TEKS PILIHAN:

+-------+

Site icon Jernih.co

Terjerat Utang Cina, Sri Lanka Kini Seolah Jadi Pengemis ke Cina

Pelabuhan Hambantota di Sri Lanka telah diambil-alih Cina untuk 99 tahun karena negara itu tak mampu bayar utang. Foto: Wikimedia Commons

Menuduh Cina sengaja mendorong Sri Lanka ke dalam “jebakan utang,” anggota Parlemen, Rajapakshe, memperingatkan Xi bahwa kekuatan rakyat Sri Lanka akan diekspresikan pada pemilihan presiden berikutnya untuk merestrukturisasi atau mencabut perjanjian yang dibuat dengan Cina di bawah pemerintahan Gotabaya yang telah terbukti mengikis kepentingan dan kedaulatan negara.

Oleh   : Salman Rafi Sheikh

JERNIH—Hubungan ekonomi Sri Lanka-Cina yang didominasi urusan utang Sri Lanka ditengarai beberapa dekade ke depan berisiko menyerahkan lebih banyak kedaulatan Sri Lanka dengan imbalan jalur putaran keuangan jangka pendek.

+-------+

(Deskripsi wilayah dalam bahasa alami)
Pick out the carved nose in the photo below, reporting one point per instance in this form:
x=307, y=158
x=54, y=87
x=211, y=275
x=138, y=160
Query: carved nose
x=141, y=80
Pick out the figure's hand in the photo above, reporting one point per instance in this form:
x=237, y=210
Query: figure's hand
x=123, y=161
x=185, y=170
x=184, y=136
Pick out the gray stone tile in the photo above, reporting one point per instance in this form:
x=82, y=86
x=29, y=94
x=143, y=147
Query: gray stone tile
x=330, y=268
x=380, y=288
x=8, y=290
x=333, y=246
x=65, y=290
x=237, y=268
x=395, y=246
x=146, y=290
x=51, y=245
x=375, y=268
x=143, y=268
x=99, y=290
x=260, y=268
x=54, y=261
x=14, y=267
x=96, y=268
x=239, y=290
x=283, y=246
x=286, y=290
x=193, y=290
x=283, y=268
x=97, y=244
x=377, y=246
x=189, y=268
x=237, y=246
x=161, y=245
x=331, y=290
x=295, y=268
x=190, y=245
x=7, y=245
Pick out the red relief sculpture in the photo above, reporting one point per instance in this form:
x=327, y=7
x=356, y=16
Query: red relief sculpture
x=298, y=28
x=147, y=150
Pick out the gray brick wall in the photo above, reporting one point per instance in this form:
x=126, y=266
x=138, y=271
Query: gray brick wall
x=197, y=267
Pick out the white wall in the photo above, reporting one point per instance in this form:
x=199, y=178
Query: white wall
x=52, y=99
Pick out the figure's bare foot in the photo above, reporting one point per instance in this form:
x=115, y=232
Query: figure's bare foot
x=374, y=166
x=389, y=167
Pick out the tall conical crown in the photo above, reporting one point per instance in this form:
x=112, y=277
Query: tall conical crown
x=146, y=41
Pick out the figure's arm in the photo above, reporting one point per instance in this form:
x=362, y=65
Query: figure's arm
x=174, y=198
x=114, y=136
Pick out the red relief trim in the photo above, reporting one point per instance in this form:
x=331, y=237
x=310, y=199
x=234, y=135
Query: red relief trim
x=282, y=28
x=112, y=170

+-------+

CARA MENGERJAKAN:
Kutip tanpa perubahan bagian artikel tentang utang Sri Lanka kepada Cina di antara "JERNIH—Hubungan ekonomi Sri" dan "keuangan jangka pendek.", termasuk kedua bagian itu.

JAWABAN TUGAS:
JERNIH—Hubungan ekonomi Sri Lanka-Cina yang didominasi urusan utang Sri Lanka ditengarai beberapa dekade ke depan berisiko menyerahkan lebih banyak kedaulatan Sri Lanka dengan imbalan jalur putaran keuangan jangka pendek.